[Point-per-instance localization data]
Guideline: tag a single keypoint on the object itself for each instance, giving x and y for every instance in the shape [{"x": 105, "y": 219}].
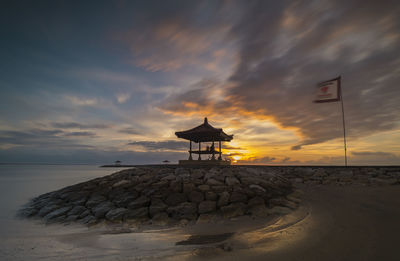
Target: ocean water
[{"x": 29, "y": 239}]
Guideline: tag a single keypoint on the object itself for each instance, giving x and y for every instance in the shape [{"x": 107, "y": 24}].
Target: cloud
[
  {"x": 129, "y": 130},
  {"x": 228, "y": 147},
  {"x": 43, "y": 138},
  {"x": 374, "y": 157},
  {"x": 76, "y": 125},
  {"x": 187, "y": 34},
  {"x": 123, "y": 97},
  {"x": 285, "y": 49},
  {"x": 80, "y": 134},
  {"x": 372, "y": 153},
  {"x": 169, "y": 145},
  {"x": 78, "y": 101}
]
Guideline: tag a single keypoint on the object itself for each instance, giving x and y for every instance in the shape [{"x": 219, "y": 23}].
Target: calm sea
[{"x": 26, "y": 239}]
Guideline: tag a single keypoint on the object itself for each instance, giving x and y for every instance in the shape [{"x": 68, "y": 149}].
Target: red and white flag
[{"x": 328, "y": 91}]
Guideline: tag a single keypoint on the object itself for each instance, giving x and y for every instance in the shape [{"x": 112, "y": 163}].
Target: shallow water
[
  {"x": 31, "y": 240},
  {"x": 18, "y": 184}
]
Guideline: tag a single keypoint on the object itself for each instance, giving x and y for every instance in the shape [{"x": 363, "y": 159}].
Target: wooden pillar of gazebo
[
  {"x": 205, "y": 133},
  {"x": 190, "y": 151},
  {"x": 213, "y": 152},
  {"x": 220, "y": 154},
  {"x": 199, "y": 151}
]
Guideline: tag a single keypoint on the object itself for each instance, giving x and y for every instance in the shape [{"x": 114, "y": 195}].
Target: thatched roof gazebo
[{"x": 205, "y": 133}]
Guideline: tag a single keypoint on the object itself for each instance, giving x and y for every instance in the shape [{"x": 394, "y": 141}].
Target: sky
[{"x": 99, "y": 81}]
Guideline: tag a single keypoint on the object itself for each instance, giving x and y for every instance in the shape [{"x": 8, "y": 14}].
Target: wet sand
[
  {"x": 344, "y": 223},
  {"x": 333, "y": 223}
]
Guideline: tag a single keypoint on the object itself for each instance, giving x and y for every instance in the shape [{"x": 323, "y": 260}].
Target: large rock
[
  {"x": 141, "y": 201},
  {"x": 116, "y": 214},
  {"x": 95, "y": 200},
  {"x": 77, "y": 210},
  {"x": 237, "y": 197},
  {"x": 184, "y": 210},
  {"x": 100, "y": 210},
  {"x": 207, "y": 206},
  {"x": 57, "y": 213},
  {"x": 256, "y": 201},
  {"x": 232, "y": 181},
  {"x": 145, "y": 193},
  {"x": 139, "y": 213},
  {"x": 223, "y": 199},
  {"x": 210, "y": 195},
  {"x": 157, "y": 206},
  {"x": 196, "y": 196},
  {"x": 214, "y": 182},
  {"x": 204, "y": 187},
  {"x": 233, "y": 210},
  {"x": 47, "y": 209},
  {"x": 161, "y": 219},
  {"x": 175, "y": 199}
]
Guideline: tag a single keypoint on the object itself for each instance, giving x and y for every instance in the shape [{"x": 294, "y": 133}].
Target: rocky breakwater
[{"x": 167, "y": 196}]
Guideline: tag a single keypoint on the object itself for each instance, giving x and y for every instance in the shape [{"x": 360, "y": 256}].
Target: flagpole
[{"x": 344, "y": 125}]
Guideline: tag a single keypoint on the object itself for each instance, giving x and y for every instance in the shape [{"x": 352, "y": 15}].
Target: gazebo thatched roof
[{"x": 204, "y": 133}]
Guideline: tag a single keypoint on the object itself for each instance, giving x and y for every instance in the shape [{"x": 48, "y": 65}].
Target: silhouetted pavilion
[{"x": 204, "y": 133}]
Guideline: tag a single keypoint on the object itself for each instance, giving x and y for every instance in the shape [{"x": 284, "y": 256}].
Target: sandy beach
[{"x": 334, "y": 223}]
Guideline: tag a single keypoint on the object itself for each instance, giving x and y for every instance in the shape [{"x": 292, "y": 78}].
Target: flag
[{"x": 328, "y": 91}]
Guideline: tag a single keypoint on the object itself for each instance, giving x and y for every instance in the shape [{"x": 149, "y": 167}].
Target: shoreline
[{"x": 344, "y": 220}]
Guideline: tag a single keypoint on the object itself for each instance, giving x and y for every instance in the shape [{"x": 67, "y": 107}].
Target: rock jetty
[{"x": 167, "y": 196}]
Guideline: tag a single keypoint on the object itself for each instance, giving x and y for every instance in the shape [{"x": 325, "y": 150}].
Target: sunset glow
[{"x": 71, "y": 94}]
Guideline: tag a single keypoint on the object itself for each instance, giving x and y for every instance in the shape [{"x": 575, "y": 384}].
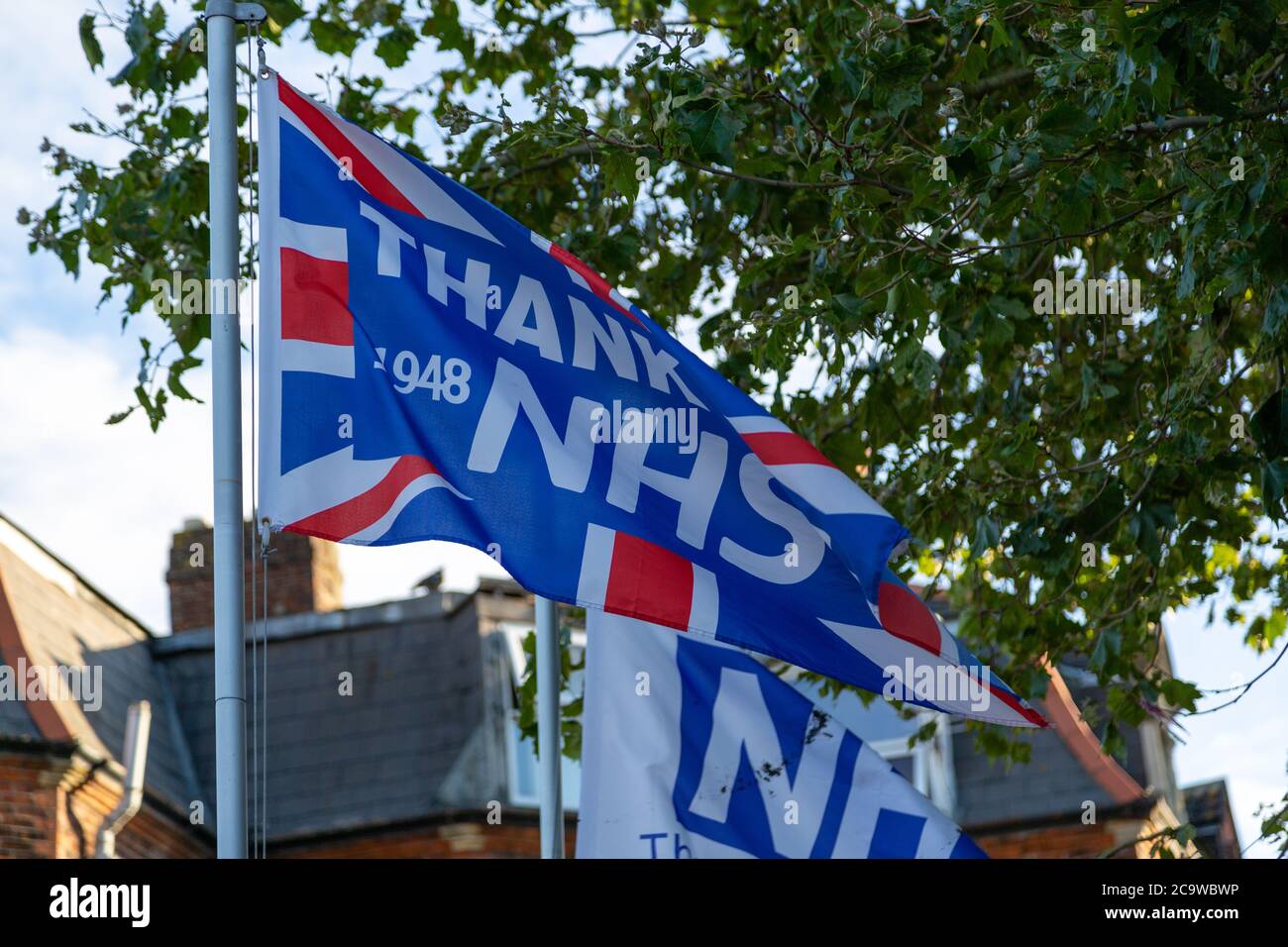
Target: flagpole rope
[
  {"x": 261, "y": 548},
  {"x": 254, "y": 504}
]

● **WHAT YOU HAVE TO DO**: Pictures aside, reproduce every record exactly as it stands.

● **RESPONSE AREA**:
Guideline: tag a single keypoint on the object itself for each instance, giving x and y for every instance in the shape [{"x": 105, "y": 219}].
Target: ocean water
[{"x": 29, "y": 239}]
Guideline: tag a single keypoint on the object itself for each instance, giving x and y for every instance in the shape [{"x": 107, "y": 24}].
Target: cloud
[
  {"x": 129, "y": 130},
  {"x": 228, "y": 147},
  {"x": 43, "y": 138},
  {"x": 374, "y": 157},
  {"x": 76, "y": 125},
  {"x": 187, "y": 34},
  {"x": 123, "y": 97},
  {"x": 285, "y": 49},
  {"x": 80, "y": 134},
  {"x": 372, "y": 153},
  {"x": 169, "y": 145},
  {"x": 78, "y": 101}
]
Guideline: tag a single keypoint on the object itself for each instance, giving x and y for every instance in the shape [{"x": 219, "y": 23}].
Target: calm sea
[{"x": 26, "y": 239}]
Guideline: tag a single keypoint on the object itself for each instance, giving x and y for every instance in the shape [{"x": 68, "y": 149}].
Target: red and white flag
[{"x": 328, "y": 91}]
Guideline: tag a single keypoint on the object itself for each instance, giving x and y for every instance in the shape [{"x": 112, "y": 163}].
Target: shallow water
[
  {"x": 31, "y": 240},
  {"x": 18, "y": 184}
]
Guideline: tag a single keypoint on the object itself for each instance, giving x and y for every instance in the shape [{"x": 363, "y": 159}].
Target: wooden pillar of gazebo
[
  {"x": 205, "y": 133},
  {"x": 190, "y": 151},
  {"x": 213, "y": 152},
  {"x": 220, "y": 154},
  {"x": 199, "y": 151}
]
Guideline: tag a single keypoint on the object itself for each instance, giving x and y for every instance in the shape [{"x": 114, "y": 195}].
Target: thatched roof gazebo
[{"x": 205, "y": 133}]
Guideline: tag a single keypoint on the object itself for each instance, giving x and y for every instance in the shape [{"x": 394, "y": 141}].
Target: sky
[{"x": 99, "y": 81}]
Guideline: tag a single keypoint on the object itself for each instance, giving x and y for every instance in the shape [{"x": 8, "y": 14}].
Target: wet sand
[
  {"x": 344, "y": 223},
  {"x": 333, "y": 223}
]
Guideline: tag a single keypoint on the object itself for each instance, giving x and y for every instance in the shape [{"x": 323, "y": 260}].
Target: large rock
[
  {"x": 141, "y": 201},
  {"x": 116, "y": 214},
  {"x": 95, "y": 200},
  {"x": 77, "y": 210},
  {"x": 237, "y": 197},
  {"x": 184, "y": 210},
  {"x": 100, "y": 210},
  {"x": 207, "y": 206},
  {"x": 57, "y": 213},
  {"x": 256, "y": 201},
  {"x": 232, "y": 181},
  {"x": 145, "y": 193},
  {"x": 139, "y": 213},
  {"x": 223, "y": 199},
  {"x": 210, "y": 195},
  {"x": 157, "y": 206},
  {"x": 196, "y": 196},
  {"x": 214, "y": 182},
  {"x": 204, "y": 187},
  {"x": 233, "y": 210},
  {"x": 47, "y": 209},
  {"x": 161, "y": 219},
  {"x": 175, "y": 199}
]
Guideline: tag a single keypoint on the object itself for each instance, giving x and y for every instance in the shape [{"x": 294, "y": 133}].
Target: rocky breakwater
[{"x": 167, "y": 196}]
Guideline: tag a single keypoint on the object itself for each instance, giving x and y for every instance in the shape [{"x": 360, "y": 256}].
Target: flagpole
[{"x": 344, "y": 125}]
Guideline: tag a single keypoint on the object itself for each instance, giving x and y for every instance in the shape [{"x": 352, "y": 15}].
Target: gazebo thatched roof
[{"x": 204, "y": 133}]
Guideline: tag a single keypoint on the object itself for each instance, giving x and y for every instance in the shape [{"x": 48, "y": 65}].
Target: silhouetted pavilion
[{"x": 204, "y": 133}]
Guideline: tag a single keypoint on the object itself for each instance, giving x and y for every instance in the shape [{"x": 284, "y": 256}].
Target: sandy beach
[{"x": 334, "y": 223}]
Guideline: tag a single keypoint on the object itself for each instance, giving x and y for every instance in the shape [{"x": 292, "y": 78}].
Target: flag
[{"x": 328, "y": 91}]
Guideline: tag a single keypoint on the object itself for each instance, giving x and y for every instance in the shape [{"x": 149, "y": 167}].
Target: shoreline
[{"x": 344, "y": 220}]
Guideline: tag a single keypoint on the object itself for each instance, giving x and y for every instance in the shape [{"x": 67, "y": 107}].
Target: rock jetty
[{"x": 167, "y": 196}]
Guideline: tag a single keypoint on the object itself for each instance, giving x and y for every instance in the shape [{"x": 325, "y": 150}].
Target: sunset glow
[{"x": 71, "y": 94}]
Guideline: tag a single keypoint on the object itself for each instance, giving x and y for every instance in the shape [{"x": 575, "y": 384}].
Target: flagpole rope
[
  {"x": 261, "y": 548},
  {"x": 254, "y": 504}
]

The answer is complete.